++++ PROVIDED INFORMATION ++++

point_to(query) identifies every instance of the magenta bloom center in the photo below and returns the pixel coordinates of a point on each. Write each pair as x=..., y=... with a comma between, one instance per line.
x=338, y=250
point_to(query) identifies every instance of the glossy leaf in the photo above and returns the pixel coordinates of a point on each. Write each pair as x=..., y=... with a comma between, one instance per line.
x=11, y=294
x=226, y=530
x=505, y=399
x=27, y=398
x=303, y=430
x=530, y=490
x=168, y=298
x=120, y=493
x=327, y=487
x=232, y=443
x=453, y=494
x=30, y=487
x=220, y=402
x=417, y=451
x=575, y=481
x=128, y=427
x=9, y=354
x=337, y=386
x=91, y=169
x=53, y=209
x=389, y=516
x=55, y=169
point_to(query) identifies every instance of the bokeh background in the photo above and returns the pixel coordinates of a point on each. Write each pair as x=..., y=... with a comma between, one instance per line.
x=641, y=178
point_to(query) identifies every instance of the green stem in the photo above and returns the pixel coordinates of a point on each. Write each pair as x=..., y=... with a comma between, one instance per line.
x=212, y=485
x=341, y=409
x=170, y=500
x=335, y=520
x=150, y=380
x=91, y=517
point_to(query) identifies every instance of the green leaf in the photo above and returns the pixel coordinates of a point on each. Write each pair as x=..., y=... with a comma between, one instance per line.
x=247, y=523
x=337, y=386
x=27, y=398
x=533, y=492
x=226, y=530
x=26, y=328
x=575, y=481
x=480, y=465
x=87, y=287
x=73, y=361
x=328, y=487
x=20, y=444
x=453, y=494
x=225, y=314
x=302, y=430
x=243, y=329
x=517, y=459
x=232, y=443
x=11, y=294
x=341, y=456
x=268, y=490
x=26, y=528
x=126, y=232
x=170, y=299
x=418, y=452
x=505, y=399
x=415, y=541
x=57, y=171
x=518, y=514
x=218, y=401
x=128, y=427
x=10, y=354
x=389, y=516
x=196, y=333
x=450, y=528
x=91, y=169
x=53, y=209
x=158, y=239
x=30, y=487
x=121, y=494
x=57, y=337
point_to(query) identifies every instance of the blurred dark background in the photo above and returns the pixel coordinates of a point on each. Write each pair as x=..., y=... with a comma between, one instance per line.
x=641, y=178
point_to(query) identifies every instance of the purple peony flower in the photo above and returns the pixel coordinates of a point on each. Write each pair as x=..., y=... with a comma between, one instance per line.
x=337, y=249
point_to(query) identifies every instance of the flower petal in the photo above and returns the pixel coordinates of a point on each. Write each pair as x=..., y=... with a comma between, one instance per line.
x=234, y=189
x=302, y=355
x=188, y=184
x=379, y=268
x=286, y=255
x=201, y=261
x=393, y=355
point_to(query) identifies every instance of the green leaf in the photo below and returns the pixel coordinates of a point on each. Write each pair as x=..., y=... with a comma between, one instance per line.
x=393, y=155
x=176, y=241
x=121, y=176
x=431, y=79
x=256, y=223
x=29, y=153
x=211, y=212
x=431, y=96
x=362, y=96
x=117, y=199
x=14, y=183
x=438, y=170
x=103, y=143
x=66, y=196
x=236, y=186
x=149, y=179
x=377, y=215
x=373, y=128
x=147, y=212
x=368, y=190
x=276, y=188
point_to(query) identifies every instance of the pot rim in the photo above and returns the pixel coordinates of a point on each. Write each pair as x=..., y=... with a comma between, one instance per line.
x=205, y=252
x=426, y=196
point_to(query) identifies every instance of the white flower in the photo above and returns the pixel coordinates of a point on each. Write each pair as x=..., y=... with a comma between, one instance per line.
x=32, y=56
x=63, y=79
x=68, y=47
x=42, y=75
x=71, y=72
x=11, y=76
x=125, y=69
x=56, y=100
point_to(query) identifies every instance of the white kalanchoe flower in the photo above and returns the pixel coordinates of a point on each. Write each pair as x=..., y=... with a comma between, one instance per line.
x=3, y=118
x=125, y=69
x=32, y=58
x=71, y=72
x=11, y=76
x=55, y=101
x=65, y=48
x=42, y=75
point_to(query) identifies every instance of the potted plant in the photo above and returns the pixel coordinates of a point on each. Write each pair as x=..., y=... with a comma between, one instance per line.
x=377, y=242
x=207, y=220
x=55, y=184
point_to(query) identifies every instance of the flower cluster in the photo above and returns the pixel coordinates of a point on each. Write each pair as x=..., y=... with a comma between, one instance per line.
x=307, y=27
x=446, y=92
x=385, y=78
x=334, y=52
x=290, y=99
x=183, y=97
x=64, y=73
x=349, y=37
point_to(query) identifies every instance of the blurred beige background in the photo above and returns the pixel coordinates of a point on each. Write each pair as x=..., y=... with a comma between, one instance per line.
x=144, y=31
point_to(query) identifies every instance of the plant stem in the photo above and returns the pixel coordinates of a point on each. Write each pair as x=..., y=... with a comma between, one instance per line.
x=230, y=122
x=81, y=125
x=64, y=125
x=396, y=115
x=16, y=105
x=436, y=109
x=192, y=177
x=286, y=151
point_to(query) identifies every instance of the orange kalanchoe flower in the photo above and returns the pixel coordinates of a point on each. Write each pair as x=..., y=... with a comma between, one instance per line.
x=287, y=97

++++

→ **YOUR OBJECTIVE**:
Copy out every line of the records above, word for word and in the same order.

→ **THE SOLUTION**:
point_to(query) identifies every instance of the magenta bloom center in the photo below and returns the pixel coordinates of a point on each. Write each pair as x=..., y=... with a comma between, one instance per line.
x=338, y=250
point_to(query) identifies every instance of the glossy leaf in the photo above and returns the pixel coordinates of a point on each. Write each pair as x=..., y=... with a comma between, one instance per line.
x=11, y=294
x=226, y=530
x=505, y=399
x=27, y=398
x=303, y=430
x=530, y=490
x=168, y=298
x=120, y=493
x=327, y=487
x=232, y=443
x=453, y=494
x=30, y=487
x=220, y=402
x=417, y=451
x=575, y=481
x=128, y=427
x=9, y=354
x=337, y=386
x=91, y=169
x=53, y=209
x=389, y=516
x=55, y=169
point_to(query) identifies every instance of the bokeh background in the photo above and returns the pixel coordinates of a point on each. Write each pair as x=..., y=... with a comma between, one instance per line.
x=641, y=178
point_to(query) identifies every instance of the green stem in the photo above and returns the pixel coordinates of a point on each. Write each pair as x=..., y=... with a comma between, one instance per line.
x=212, y=485
x=341, y=409
x=170, y=500
x=335, y=520
x=150, y=380
x=91, y=517
point_to(query) identifies every instance of the green leaf in the photo above and returns the pixel coordinates of a point on each. Write each pair as x=..., y=... with a comma between, one instance per line.
x=247, y=523
x=337, y=386
x=27, y=398
x=533, y=492
x=226, y=530
x=26, y=328
x=575, y=481
x=480, y=465
x=87, y=287
x=73, y=361
x=328, y=487
x=20, y=444
x=453, y=494
x=225, y=314
x=302, y=430
x=243, y=329
x=517, y=459
x=232, y=443
x=11, y=294
x=341, y=456
x=268, y=490
x=26, y=528
x=126, y=232
x=170, y=299
x=418, y=452
x=505, y=399
x=415, y=541
x=57, y=171
x=518, y=514
x=218, y=401
x=128, y=427
x=10, y=354
x=389, y=516
x=196, y=333
x=450, y=528
x=91, y=169
x=53, y=209
x=158, y=239
x=30, y=487
x=121, y=494
x=57, y=337
point_to(query) identifies every instance of the blurred dark background in the photo above and returns the pixel coordinates of a point on each. Write each pair as x=..., y=... with a comma between, one instance per line.
x=641, y=178
point_to(query) identifies every instance of the purple peony flower in the photo above and returns the pixel coordinates of a point on each. Write each pair as x=..., y=... with a comma between, one instance per line.
x=337, y=249
point_to(query) identifies every instance of the flower petal in the photo above and returns the pixel coordinates of a point on each. Write each pair as x=..., y=... with a comma between, one instance per line.
x=234, y=189
x=302, y=355
x=188, y=184
x=379, y=268
x=286, y=255
x=201, y=261
x=393, y=355
point_to(query) identifies every instance of the green leaf in the photo below and returns the pixel coordinates of a point on each. Write each pair as x=..., y=... with a comma between, one instance per line.
x=393, y=155
x=176, y=241
x=121, y=176
x=431, y=79
x=256, y=223
x=29, y=153
x=211, y=212
x=431, y=96
x=362, y=96
x=117, y=199
x=14, y=183
x=438, y=170
x=103, y=143
x=66, y=196
x=236, y=186
x=149, y=179
x=377, y=215
x=373, y=128
x=147, y=212
x=368, y=190
x=276, y=188
point_to(query) identifies every instance of the pot rim in the photo above and returns the pixel coordinates of a point on each. Write each pair as x=..., y=... with a comma between, one instance per line.
x=205, y=252
x=426, y=196
point_to(query) identifies every instance of the white flower in the photo above and returns the pixel coordinates of a point on each. Write each pair as x=..., y=... with a comma between, one instance per line.
x=32, y=56
x=63, y=79
x=68, y=47
x=42, y=75
x=71, y=72
x=11, y=76
x=125, y=69
x=56, y=100
point_to(query) identifies every instance of the white kalanchoe flower in the photo above and returns the pixel coordinates of a point on each. Write each pair as x=..., y=... with a comma between, one instance per line.
x=3, y=118
x=125, y=69
x=32, y=58
x=71, y=72
x=11, y=76
x=55, y=101
x=65, y=48
x=42, y=75
point_to(query) identifies every instance of the potted plant in the photo above and returns the pixel coordinates of a point on each. Write each pair as x=..., y=... with a comma between, one instance per line.
x=377, y=242
x=207, y=220
x=55, y=184
point_to(query) identifies every instance of the flower cluster in the photo above and returns the pixel coordinates of a point on each. Write each pair as x=..., y=... with a comma between, one instance per line.
x=307, y=27
x=446, y=92
x=385, y=78
x=334, y=52
x=290, y=99
x=183, y=97
x=64, y=73
x=349, y=37
point_to(query) identifies every instance of the blurred beige background in the photo above and returns the pixel coordinates of a point on each. Write each pair as x=..., y=... with a comma between, one instance per line.
x=144, y=31
point_to(query) identifies every instance of the plant stem in the photo above and returns the pixel coordinates of a point on each. Write each pair as x=..., y=... with a comma between, one instance per line.
x=230, y=122
x=81, y=125
x=64, y=125
x=396, y=115
x=16, y=105
x=436, y=109
x=192, y=177
x=286, y=151
point_to(query) identifies every instance of the orange kalanchoe flower in the photo above and returns the pixel coordinates of a point on each. Write each pair as x=..., y=... with a comma between, one instance per line.
x=287, y=97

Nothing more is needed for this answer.